→ WORK TO BE COMPLETED
Edit the material below so that every "agriculture scouting log" becomes "crop survey log", and give the lines back with nothing else changed.

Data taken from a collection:
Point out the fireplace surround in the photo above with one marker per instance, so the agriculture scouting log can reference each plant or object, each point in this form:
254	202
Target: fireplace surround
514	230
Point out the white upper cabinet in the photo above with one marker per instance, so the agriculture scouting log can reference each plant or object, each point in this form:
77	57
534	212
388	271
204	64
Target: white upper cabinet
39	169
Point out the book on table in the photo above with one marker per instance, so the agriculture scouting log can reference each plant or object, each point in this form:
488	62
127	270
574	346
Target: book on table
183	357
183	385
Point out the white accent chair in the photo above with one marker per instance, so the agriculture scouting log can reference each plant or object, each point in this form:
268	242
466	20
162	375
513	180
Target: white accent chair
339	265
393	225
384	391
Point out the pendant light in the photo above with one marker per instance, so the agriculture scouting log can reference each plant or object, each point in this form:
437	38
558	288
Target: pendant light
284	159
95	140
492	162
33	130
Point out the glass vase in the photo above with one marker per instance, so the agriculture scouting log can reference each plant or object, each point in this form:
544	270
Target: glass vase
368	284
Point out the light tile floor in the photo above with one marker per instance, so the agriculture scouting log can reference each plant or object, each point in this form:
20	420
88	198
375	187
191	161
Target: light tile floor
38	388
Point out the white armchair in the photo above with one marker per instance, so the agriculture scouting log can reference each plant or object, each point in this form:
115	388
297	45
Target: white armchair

→ PROBLEM SOLUTION
Point out the fireplace surround in the photo above with one marker per instance, so the crop survey log can reference each plant or object, each point in this form:
254	202
Target: fireplace surround
514	230
Point out the white upper cabinet in the photo above with one marker per instance, so the crop survey log can reference each plant or object, each point in this form:
77	57
534	212
388	271
204	64
Target: white upper cabinet
39	169
Point out the book on table in the photo above with one marker per instance, so the crop survey log can reference each plant or object, each point in this form:
488	62
127	270
574	346
Target: book on table
183	357
183	385
Point out the white accent chair in the photo above with one marker per instance, so the crop survey log can reference each plant or object, each point in this form:
268	242
466	20
162	375
513	180
Target: white accent chair
339	265
393	225
384	391
Point out the pendant light in the photo above with one marker per instance, so the crop survey log can reference each plant or object, each point in this form:
437	38
558	288
Target: pendant light
284	159
95	140
492	162
33	130
Point out the glass vase in the photo above with one marker per instance, so the crop survey log can reference each plant or object, each point in this form:
544	270
Target: glass vase
368	284
Point out the light tile floor in the photo above with one marker per instance, so the crop survey log can reference each plant or object, each point in this form:
20	420
88	198
375	187
191	161
Target: light tile floor
38	388
Point out the white armchair in the photo above with one marker per instance, so the crop survey log can reference each plant or object, each point in this form:
115	388
297	45
Target: white armchair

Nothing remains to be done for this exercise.